> [INSTRUCTION]: Return the listing below in full, with every line exactly as it is.

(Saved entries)
BEGIN

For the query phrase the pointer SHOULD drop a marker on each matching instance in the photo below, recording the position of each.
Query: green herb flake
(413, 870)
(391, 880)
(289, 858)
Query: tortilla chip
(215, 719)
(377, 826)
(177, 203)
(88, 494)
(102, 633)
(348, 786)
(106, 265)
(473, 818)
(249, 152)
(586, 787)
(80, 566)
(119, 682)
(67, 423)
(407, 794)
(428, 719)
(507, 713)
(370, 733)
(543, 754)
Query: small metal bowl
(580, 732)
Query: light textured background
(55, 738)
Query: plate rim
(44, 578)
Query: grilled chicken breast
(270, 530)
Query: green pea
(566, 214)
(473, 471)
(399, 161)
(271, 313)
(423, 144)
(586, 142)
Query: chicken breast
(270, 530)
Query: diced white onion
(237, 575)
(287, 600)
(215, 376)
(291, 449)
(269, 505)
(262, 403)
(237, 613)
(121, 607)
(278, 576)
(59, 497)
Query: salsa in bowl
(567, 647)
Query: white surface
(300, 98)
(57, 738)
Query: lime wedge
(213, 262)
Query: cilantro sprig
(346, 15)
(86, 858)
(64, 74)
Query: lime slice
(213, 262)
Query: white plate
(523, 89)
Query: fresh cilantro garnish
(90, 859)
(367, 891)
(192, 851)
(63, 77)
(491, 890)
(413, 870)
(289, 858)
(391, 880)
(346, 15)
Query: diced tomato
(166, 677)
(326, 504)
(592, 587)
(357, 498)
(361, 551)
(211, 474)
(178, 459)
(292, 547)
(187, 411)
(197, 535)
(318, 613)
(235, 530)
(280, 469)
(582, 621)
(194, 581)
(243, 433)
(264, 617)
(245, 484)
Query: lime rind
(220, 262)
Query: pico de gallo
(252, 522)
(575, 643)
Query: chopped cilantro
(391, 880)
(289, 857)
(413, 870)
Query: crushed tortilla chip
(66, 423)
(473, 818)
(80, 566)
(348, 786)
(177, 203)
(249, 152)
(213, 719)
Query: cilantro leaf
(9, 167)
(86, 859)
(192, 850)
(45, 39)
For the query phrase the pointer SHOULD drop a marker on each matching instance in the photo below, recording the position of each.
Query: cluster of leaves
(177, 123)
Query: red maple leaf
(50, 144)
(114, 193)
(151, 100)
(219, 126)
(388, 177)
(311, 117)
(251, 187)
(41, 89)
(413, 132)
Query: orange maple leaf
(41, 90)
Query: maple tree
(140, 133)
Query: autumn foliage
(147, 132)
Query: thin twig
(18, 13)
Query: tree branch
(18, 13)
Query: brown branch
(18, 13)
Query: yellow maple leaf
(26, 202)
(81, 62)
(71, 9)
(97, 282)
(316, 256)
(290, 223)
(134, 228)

END

> [TASK OUTPUT]:
For the query phrase the pointer SHOULD drop a marker on each matching instance in the photo below, recording the position of each.
Query: green herb flake
(413, 870)
(391, 880)
(289, 858)
Query: tortilla chip
(215, 719)
(377, 826)
(177, 203)
(88, 494)
(102, 633)
(348, 786)
(106, 265)
(473, 818)
(249, 152)
(586, 787)
(80, 566)
(119, 682)
(67, 423)
(407, 794)
(428, 719)
(507, 713)
(370, 733)
(543, 754)
Query: small metal bowl
(580, 732)
Query: light textured background
(55, 738)
Query: plate rim
(44, 578)
Query: grilled chicken breast
(270, 530)
Query: green pea
(566, 214)
(473, 471)
(399, 161)
(271, 313)
(423, 144)
(586, 142)
Query: chicken breast
(270, 530)
Query: diced white onion
(237, 575)
(287, 600)
(215, 376)
(291, 449)
(269, 505)
(262, 403)
(237, 613)
(121, 607)
(278, 576)
(59, 497)
Query: salsa in bowl
(567, 647)
Query: white surface
(300, 98)
(57, 738)
Query: lime wedge
(213, 262)
Query: cilantro sprig
(346, 15)
(86, 858)
(64, 74)
Query: lime slice
(213, 262)
Query: white plate
(523, 89)
Query: fresh cilantro garnish
(90, 859)
(367, 891)
(192, 851)
(63, 77)
(491, 890)
(413, 870)
(289, 858)
(391, 880)
(346, 15)
Query: diced tomato
(166, 677)
(326, 504)
(592, 587)
(357, 498)
(361, 551)
(211, 474)
(178, 459)
(292, 547)
(187, 411)
(197, 535)
(318, 613)
(235, 530)
(280, 469)
(582, 621)
(194, 581)
(243, 433)
(264, 617)
(245, 484)
Query: lime rind
(220, 262)
Query: pico de gallo
(252, 522)
(575, 643)
Query: chopped cilantro
(391, 880)
(289, 857)
(413, 870)
Query: crushed tortilla chip
(66, 423)
(473, 818)
(80, 566)
(348, 786)
(177, 203)
(249, 152)
(213, 719)
Query: cilantro leaf
(9, 167)
(86, 859)
(192, 850)
(45, 39)
For the query phrase the pointer SHOULD drop a marker on each matching instance in the photo below, recording the position of each.
Query: cluster of leaves
(177, 123)
Query: red maple leaf
(50, 144)
(114, 193)
(151, 100)
(219, 126)
(388, 177)
(311, 117)
(251, 187)
(41, 89)
(413, 132)
Query: orange maple leaf
(41, 90)
Query: maple tree
(140, 133)
Query: autumn foliage
(147, 132)
Query: thin twig
(18, 13)
Query: tree branch
(18, 13)
Query: brown branch
(18, 13)
Query: yellow maple leaf
(26, 202)
(81, 62)
(71, 9)
(97, 282)
(316, 256)
(290, 223)
(134, 228)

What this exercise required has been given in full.